═════ ESTRATTO DEL DOCUMENTO ═════
Secondo un rapporto presentato oggi da Amnesty International, nel corso del 2009 gli attacchi contro le popolazioni native della Colombia sono aumentati e hanno costretto molte comunità a lottare per la loro stessa sopravvivenza.
Il rapporto dell'organizzazione per i diritti umani, intitolato "La lotta per la sopravvivenza e la dignità: le violazioni dei diritti umani contro le popolazioni native della Colombia", chiama in causa i gruppi della guerriglia, le forze di sicurezza e i paramilitari, responsabili di omicidi, sparizioni, sequestri di persona, minacce, abusi sessuali contro le donne, arruolamento di bambini soldato, espulsioni dalle terre e persecuzione ai danni degli attivisti.
"Le popolazioni native colombiane sono sempre più sotto attacco. Il governo deve agire immediatamente per proteggerle" - ha dichiarato Marcelo Pollack, ricercatore di Amnesty International sulla Colombia.
Secondo i dati forniti dall'Organizzazione nazionale indigena della Colombia, solo nel 2009 almeno 114 nativi, compresi donne e bambini, sono stati uccisi e migliaia costretti a lasciare le proprie terre. I crimini commessi nei loro confronti vengono raramente sottoposti a indagini da parte delle autorità.
Le migliaia di nativi espulsi dalle terre vivevano spesso in aree dove erano in corso violenti scontri militari o su terre ricche dal punto di vista della biodiversità e delle riserve minerarie e petrolifere. Molti altri nativi sono stati costretti a rimanere perché i gruppi armati hanno minato le zone circostanti.
L'accesso al cibo e alle cure mediche essenziali è stato a sua volta bloccato dalle forze in conflitto, con l'argomento che altrimenti sarebbero stati consegnati al "nemico". Tutti i protagonisti di questo scontro hanno occupato scuole usandole come basi militari, negando l'accesso all'istruzione alle comunità native e mettendo in pericolo l'incolumità degli insegnanti.
"Se le autorità non si muovono rapidamente per proteggere le comunità native, molte di esse rischiano di sparire" - ha commentato Pollack.
Oltre la metà dei nativi uccisi nel 2009 apparteneva alla comunità awá. Questa comunità possiede collettivamente il terreno e i fiumi del "resguardo" (riserva indigena) di El Gran Rosario, situato nella municipalità di Tumaco, nel dipartimento sudoccidentale di Nariño. La zona riveste un'importanza strategica per le parti in conflitto e vede l'attiva presenza dei guerriglieri delle Forze armate rivoluzionarie di Colombia (Farc) e dell'Esercito di liberazione nazionale, delle forze di sicurezza e dei narcotrafficanti.
═════
#### ATTIVITÀ RICHIESTE
**A)** Elenchi tutte le violazioni che, secondo il testo sulle popolazioni native della Colombia, il rapporto attribuisce a guerriglia, forze di sicurezza e paramilitari.
**B)** Indichi se ciascuna affermazione concorda con il testo sulle popolazioni native della Colombia, rispondendo sì o no e citando le parole decisive.
(i) Nel 2009 sono stati uccisi almeno 114 nativi.
(ii) Le autorità indagano quasi sempre sui crimini commessi contro i nativi.
(iii) Il "resguardo" di El Gran Rosario si trova nel dipartimento di Nariño.
═════ VOCI FORNITE ═════
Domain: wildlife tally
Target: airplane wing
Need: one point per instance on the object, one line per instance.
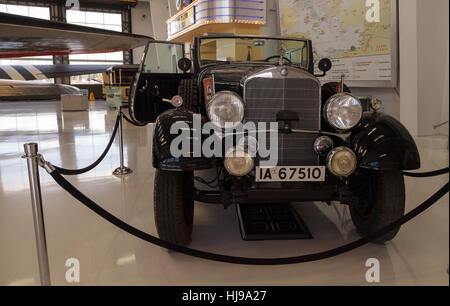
(40, 72)
(25, 36)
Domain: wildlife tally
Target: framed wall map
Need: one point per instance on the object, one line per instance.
(359, 36)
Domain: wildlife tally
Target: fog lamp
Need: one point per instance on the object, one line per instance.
(323, 145)
(238, 162)
(376, 104)
(341, 161)
(176, 101)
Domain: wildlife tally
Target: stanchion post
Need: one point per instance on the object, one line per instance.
(122, 170)
(32, 156)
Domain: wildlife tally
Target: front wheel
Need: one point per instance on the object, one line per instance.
(381, 202)
(174, 206)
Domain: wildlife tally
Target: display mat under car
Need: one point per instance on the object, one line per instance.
(271, 222)
(266, 96)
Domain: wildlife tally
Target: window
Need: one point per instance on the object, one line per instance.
(163, 58)
(30, 11)
(107, 21)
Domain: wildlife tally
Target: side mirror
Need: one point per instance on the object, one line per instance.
(184, 64)
(324, 66)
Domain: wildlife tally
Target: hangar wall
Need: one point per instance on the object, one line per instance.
(141, 23)
(424, 61)
(420, 102)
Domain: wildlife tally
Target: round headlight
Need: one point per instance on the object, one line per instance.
(226, 107)
(343, 111)
(238, 162)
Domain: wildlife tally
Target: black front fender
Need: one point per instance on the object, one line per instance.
(383, 143)
(162, 139)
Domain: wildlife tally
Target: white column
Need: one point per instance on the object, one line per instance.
(159, 10)
(423, 27)
(408, 48)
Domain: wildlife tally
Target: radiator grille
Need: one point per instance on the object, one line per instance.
(264, 97)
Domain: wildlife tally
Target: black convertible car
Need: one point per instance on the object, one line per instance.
(329, 146)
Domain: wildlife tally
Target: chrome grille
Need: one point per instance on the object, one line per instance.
(264, 97)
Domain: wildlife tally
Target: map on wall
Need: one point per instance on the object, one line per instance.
(354, 34)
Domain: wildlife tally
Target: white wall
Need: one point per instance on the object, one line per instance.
(433, 64)
(159, 10)
(424, 65)
(141, 23)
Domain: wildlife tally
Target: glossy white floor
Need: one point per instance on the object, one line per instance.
(108, 256)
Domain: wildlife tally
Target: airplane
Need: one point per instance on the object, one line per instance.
(26, 36)
(31, 82)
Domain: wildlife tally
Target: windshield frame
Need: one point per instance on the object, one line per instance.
(306, 41)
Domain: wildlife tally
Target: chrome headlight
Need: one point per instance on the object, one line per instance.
(226, 106)
(238, 162)
(343, 111)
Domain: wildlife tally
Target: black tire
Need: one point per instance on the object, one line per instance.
(174, 208)
(331, 88)
(188, 90)
(382, 201)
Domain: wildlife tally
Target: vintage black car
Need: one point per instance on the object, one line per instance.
(330, 146)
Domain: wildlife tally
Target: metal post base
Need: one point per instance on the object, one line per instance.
(122, 171)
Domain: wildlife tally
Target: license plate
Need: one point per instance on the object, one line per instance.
(290, 174)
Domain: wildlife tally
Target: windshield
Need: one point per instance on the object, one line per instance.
(255, 49)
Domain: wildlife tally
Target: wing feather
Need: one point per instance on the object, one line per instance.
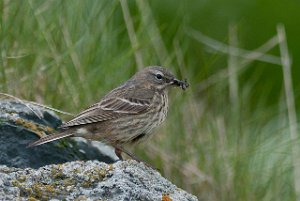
(111, 107)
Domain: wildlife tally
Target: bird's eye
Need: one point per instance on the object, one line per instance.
(158, 76)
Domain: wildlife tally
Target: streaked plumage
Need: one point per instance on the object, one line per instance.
(125, 115)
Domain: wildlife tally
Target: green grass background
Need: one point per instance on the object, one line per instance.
(221, 141)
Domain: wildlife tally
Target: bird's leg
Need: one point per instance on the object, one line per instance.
(118, 152)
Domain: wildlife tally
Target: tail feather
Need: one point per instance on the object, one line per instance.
(49, 138)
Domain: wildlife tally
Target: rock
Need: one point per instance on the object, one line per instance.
(19, 125)
(90, 180)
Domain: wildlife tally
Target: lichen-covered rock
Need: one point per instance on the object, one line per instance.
(90, 180)
(20, 122)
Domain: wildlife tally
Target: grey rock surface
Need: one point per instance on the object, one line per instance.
(90, 180)
(20, 123)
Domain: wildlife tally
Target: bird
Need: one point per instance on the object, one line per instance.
(126, 115)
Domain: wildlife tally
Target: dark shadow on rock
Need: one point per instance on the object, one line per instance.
(19, 124)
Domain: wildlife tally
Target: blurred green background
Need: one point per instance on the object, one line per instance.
(230, 136)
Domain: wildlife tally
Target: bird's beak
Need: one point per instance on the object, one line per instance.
(180, 83)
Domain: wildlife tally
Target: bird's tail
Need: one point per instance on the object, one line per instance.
(49, 138)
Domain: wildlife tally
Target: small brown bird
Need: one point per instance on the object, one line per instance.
(127, 114)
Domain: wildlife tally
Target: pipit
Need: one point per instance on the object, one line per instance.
(127, 114)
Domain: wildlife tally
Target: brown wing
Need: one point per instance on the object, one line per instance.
(119, 102)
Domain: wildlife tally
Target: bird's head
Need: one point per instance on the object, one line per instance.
(159, 78)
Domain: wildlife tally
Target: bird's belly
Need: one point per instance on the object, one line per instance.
(129, 128)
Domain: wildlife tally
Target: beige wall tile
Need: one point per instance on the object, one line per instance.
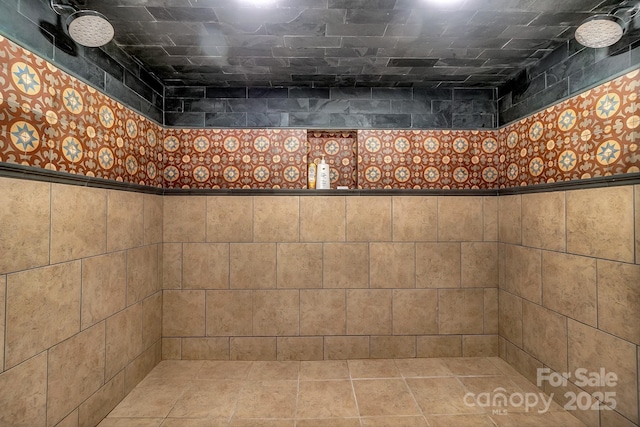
(393, 347)
(205, 266)
(183, 313)
(229, 219)
(322, 312)
(415, 312)
(415, 218)
(347, 347)
(43, 309)
(592, 349)
(322, 219)
(523, 272)
(184, 219)
(104, 287)
(76, 370)
(392, 265)
(299, 265)
(152, 219)
(276, 219)
(479, 264)
(368, 218)
(600, 223)
(151, 319)
(569, 285)
(619, 299)
(23, 393)
(229, 313)
(142, 273)
(368, 312)
(490, 311)
(124, 339)
(172, 266)
(510, 219)
(205, 348)
(253, 348)
(346, 265)
(69, 237)
(98, 406)
(480, 345)
(125, 220)
(460, 218)
(490, 218)
(543, 221)
(300, 348)
(276, 313)
(439, 346)
(544, 335)
(510, 317)
(461, 311)
(437, 265)
(25, 235)
(252, 266)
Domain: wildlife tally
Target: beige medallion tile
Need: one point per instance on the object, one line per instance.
(600, 223)
(324, 370)
(276, 219)
(368, 312)
(23, 393)
(479, 264)
(299, 265)
(619, 299)
(322, 219)
(208, 399)
(300, 348)
(123, 339)
(346, 265)
(461, 311)
(184, 219)
(439, 346)
(75, 370)
(252, 266)
(438, 265)
(104, 287)
(229, 219)
(383, 397)
(460, 218)
(523, 272)
(69, 237)
(543, 220)
(229, 313)
(267, 399)
(392, 265)
(346, 347)
(326, 399)
(322, 312)
(276, 313)
(125, 220)
(42, 309)
(510, 219)
(183, 313)
(368, 219)
(415, 311)
(205, 266)
(414, 218)
(24, 236)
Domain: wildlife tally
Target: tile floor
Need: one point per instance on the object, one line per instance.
(400, 392)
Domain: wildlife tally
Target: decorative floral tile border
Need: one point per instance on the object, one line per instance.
(52, 120)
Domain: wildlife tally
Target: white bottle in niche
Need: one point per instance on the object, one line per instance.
(323, 181)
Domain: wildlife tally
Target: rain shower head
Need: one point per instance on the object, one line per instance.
(86, 27)
(606, 30)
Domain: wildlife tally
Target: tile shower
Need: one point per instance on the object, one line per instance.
(540, 279)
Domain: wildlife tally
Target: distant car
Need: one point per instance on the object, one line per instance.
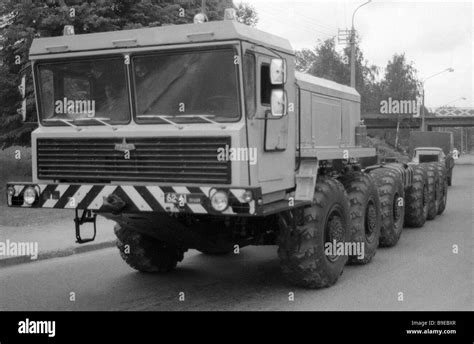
(435, 154)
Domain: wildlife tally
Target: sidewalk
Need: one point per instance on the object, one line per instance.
(51, 241)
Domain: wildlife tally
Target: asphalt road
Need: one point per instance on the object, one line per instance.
(422, 266)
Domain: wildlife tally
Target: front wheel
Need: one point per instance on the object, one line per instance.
(365, 213)
(309, 238)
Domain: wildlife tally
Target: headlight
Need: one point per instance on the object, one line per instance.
(11, 191)
(29, 195)
(220, 201)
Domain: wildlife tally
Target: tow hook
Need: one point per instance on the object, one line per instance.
(86, 216)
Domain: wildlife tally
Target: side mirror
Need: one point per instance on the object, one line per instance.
(278, 72)
(278, 103)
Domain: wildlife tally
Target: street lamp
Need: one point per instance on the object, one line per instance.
(353, 46)
(423, 94)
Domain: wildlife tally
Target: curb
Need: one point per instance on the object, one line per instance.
(10, 261)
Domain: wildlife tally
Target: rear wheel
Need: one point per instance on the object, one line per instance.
(144, 253)
(365, 214)
(305, 235)
(432, 175)
(416, 199)
(442, 187)
(392, 205)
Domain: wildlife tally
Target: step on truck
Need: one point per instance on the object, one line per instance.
(432, 146)
(203, 136)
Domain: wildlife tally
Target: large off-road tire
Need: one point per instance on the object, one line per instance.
(442, 187)
(216, 252)
(144, 253)
(416, 199)
(304, 233)
(365, 214)
(392, 203)
(433, 189)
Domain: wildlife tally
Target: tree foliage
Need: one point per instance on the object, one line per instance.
(22, 21)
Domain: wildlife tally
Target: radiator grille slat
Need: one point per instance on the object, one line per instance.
(160, 160)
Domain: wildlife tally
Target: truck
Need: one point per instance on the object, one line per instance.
(204, 136)
(431, 146)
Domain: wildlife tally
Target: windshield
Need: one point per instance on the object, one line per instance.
(82, 91)
(187, 84)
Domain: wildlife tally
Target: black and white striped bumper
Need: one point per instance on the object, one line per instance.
(137, 198)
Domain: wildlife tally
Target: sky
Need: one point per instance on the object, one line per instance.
(434, 35)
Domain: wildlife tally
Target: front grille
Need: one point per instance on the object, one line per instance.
(160, 160)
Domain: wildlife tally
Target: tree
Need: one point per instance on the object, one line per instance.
(21, 22)
(325, 62)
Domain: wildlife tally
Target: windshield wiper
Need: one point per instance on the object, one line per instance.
(98, 119)
(68, 122)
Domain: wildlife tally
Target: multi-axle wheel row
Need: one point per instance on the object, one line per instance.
(360, 209)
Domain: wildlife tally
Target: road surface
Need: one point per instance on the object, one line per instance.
(422, 266)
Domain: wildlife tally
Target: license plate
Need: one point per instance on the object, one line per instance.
(176, 198)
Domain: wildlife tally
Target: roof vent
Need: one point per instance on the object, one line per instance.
(200, 18)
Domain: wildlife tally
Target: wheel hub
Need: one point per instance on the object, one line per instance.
(335, 231)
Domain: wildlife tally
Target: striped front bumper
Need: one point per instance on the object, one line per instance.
(137, 198)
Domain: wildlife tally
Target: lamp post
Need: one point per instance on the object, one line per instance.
(423, 95)
(353, 45)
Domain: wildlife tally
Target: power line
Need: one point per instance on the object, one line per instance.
(309, 19)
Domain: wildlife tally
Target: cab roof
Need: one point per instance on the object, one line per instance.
(326, 87)
(157, 36)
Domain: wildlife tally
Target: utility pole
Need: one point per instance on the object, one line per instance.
(450, 70)
(353, 46)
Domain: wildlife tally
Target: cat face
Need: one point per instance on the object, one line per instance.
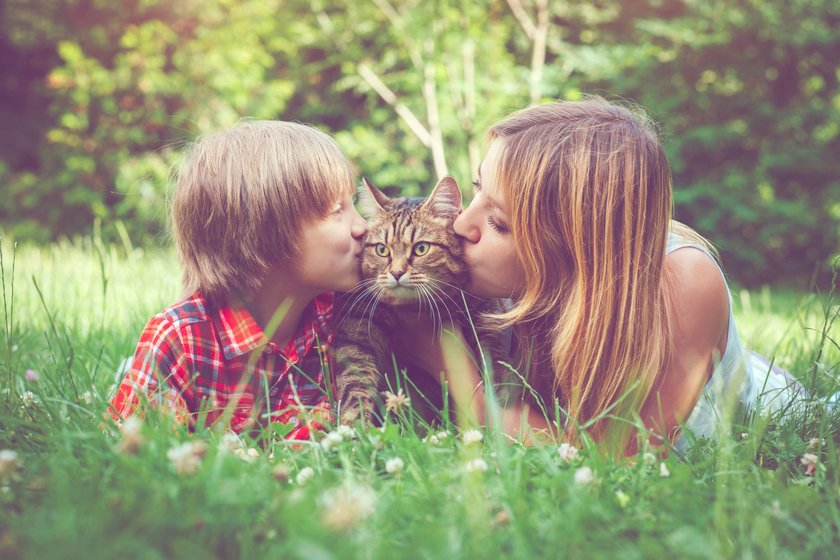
(411, 251)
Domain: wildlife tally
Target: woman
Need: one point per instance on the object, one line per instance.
(617, 311)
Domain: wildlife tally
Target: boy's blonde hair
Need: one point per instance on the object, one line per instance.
(242, 196)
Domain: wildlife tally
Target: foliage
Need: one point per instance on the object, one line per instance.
(72, 312)
(103, 95)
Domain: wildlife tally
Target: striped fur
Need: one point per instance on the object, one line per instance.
(412, 267)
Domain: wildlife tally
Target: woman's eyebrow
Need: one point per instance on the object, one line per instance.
(489, 202)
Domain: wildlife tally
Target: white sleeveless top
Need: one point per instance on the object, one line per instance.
(740, 381)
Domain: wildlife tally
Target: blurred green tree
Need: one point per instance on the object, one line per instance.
(102, 96)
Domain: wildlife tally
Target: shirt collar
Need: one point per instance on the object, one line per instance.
(240, 334)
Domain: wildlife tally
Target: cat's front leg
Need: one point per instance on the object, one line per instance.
(359, 378)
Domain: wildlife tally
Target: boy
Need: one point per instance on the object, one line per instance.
(265, 228)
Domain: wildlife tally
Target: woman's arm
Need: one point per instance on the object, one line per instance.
(700, 311)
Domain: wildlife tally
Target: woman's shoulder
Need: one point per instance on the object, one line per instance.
(699, 297)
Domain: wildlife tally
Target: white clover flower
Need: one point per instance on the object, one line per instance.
(394, 465)
(305, 475)
(9, 464)
(475, 465)
(810, 461)
(622, 498)
(331, 439)
(584, 476)
(567, 452)
(131, 436)
(472, 436)
(28, 399)
(249, 456)
(186, 458)
(344, 507)
(396, 402)
(346, 431)
(231, 442)
(281, 473)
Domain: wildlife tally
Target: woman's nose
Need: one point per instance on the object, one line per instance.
(465, 227)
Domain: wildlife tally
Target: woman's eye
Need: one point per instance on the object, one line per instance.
(381, 250)
(498, 226)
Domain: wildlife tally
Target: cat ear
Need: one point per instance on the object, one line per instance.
(371, 199)
(445, 198)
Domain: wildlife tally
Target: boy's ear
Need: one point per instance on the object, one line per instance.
(445, 198)
(371, 199)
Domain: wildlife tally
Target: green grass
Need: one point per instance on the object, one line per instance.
(77, 310)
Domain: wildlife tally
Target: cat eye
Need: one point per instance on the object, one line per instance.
(381, 250)
(421, 249)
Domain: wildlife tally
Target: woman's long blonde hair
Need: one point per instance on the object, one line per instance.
(588, 193)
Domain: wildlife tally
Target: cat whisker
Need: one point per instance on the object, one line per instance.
(433, 293)
(434, 285)
(459, 288)
(424, 294)
(357, 299)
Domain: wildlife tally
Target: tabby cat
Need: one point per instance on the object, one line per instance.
(412, 265)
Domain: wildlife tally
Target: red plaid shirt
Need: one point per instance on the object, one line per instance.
(193, 357)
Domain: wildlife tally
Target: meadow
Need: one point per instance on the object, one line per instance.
(73, 486)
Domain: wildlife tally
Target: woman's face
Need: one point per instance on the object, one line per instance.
(495, 268)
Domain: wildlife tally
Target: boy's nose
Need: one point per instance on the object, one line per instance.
(359, 228)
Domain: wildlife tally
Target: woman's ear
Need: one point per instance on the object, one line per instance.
(371, 199)
(445, 198)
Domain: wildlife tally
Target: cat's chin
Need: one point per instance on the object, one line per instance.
(399, 295)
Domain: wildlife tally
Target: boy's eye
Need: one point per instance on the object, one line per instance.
(421, 249)
(381, 250)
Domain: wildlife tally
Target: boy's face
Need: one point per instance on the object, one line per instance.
(331, 249)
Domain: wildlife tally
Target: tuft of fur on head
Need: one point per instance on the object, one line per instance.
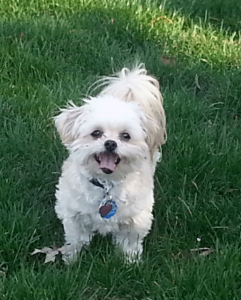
(135, 85)
(113, 118)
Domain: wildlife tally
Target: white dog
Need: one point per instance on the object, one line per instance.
(106, 184)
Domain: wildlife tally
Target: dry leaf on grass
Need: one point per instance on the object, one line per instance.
(168, 60)
(52, 253)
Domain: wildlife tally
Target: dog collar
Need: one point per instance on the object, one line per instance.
(108, 207)
(96, 182)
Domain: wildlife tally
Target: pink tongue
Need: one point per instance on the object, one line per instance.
(107, 161)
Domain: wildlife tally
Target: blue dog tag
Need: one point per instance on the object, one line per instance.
(107, 209)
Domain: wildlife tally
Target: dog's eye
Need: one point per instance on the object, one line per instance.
(125, 136)
(97, 134)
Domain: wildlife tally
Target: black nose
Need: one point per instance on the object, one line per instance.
(110, 145)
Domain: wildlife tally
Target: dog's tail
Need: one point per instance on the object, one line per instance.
(136, 85)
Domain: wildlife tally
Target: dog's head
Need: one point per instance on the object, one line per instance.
(105, 136)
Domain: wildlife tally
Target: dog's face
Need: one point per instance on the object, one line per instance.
(105, 136)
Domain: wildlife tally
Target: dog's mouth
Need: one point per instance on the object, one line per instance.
(107, 161)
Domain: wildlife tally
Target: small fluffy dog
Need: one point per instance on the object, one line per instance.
(113, 140)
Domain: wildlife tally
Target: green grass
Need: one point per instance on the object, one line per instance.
(51, 52)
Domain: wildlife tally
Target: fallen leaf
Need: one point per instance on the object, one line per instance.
(168, 60)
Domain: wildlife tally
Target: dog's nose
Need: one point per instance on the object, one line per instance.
(110, 145)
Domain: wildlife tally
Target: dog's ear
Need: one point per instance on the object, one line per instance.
(68, 122)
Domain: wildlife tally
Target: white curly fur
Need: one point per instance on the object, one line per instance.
(129, 103)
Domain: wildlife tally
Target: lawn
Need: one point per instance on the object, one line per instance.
(50, 52)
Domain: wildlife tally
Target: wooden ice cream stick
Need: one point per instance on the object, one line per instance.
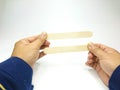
(63, 49)
(67, 35)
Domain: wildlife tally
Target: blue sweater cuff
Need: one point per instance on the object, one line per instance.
(114, 82)
(19, 71)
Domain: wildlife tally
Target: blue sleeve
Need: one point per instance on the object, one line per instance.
(114, 82)
(16, 74)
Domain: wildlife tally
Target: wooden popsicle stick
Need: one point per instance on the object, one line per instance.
(63, 49)
(67, 35)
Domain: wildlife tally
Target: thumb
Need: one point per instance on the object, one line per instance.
(40, 40)
(97, 51)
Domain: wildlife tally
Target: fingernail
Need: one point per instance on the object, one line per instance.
(91, 45)
(43, 35)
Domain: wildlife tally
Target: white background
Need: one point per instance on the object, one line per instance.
(67, 71)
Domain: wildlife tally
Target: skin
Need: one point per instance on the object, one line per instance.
(100, 57)
(29, 48)
(103, 59)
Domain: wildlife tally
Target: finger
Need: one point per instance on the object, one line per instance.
(96, 50)
(44, 46)
(40, 40)
(31, 39)
(90, 55)
(46, 43)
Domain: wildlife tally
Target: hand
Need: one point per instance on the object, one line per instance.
(103, 59)
(28, 49)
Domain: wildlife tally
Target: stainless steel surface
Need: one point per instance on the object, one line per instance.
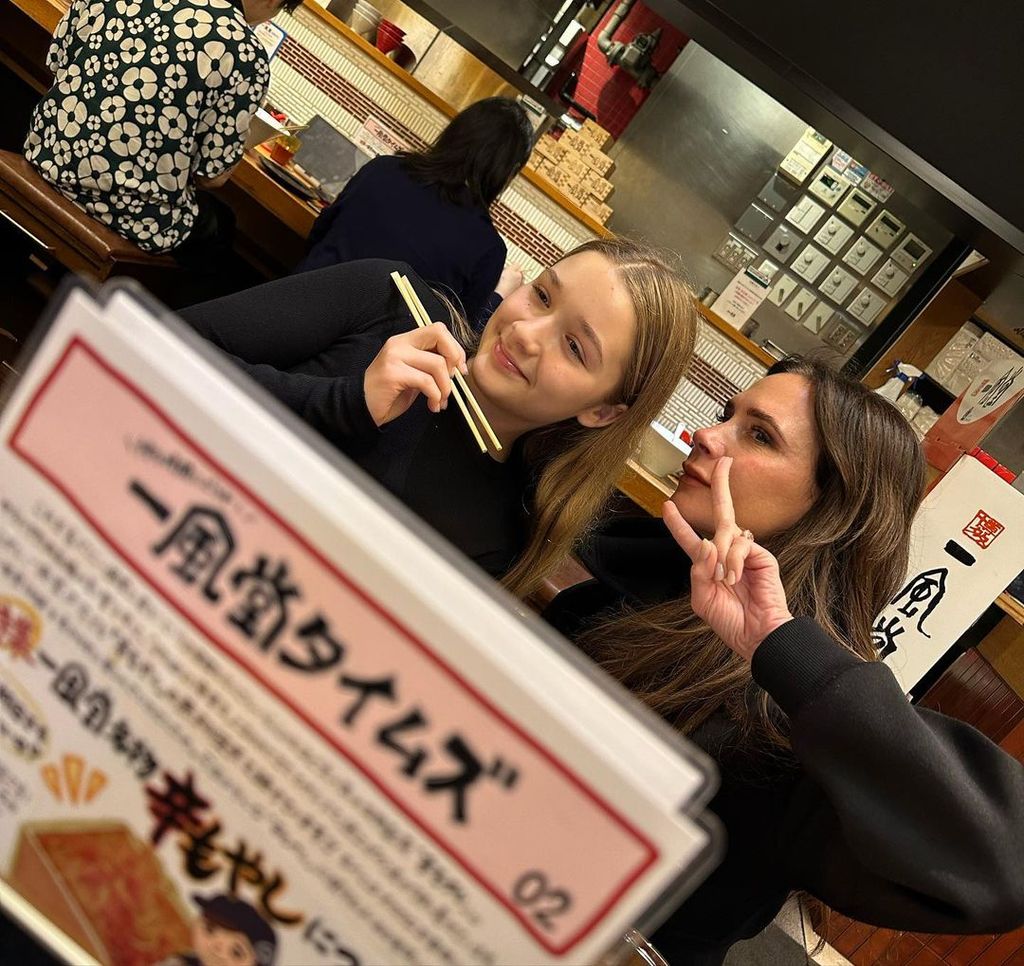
(20, 227)
(499, 37)
(697, 154)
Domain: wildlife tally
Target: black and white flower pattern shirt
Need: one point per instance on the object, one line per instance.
(147, 95)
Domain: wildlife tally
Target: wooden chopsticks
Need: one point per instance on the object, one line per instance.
(423, 320)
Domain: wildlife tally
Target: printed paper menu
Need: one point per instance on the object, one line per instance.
(226, 711)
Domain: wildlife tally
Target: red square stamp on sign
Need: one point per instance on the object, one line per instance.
(983, 529)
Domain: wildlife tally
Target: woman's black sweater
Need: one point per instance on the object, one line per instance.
(890, 813)
(383, 212)
(309, 338)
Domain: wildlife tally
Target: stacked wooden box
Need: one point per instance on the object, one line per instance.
(578, 166)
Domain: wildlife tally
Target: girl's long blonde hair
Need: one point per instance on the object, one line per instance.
(580, 464)
(841, 564)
═════
#### SOLUZIONI DELL'ESERCIZIO
**A)**
- omicidi
- sparizioni
- sequestri di persona
- minacce
- abusi sessuali contro le donne
- arruolamento di bambini soldato
- espulsioni dalle terre
- persecuzione ai danni degli attivisti

**B)**
(i) Sì: "solo nel 2009 almeno 114 nativi, compresi donne e bambini, sono stati uccisi".
(ii) No: "I crimini commessi nei loro confronti vengono raramente sottoposti a indagini da parte delle autorità."
(iii) Sì: "situato nella municipalità di Tumaco, nel dipartimento sudoccidentale di Nariño".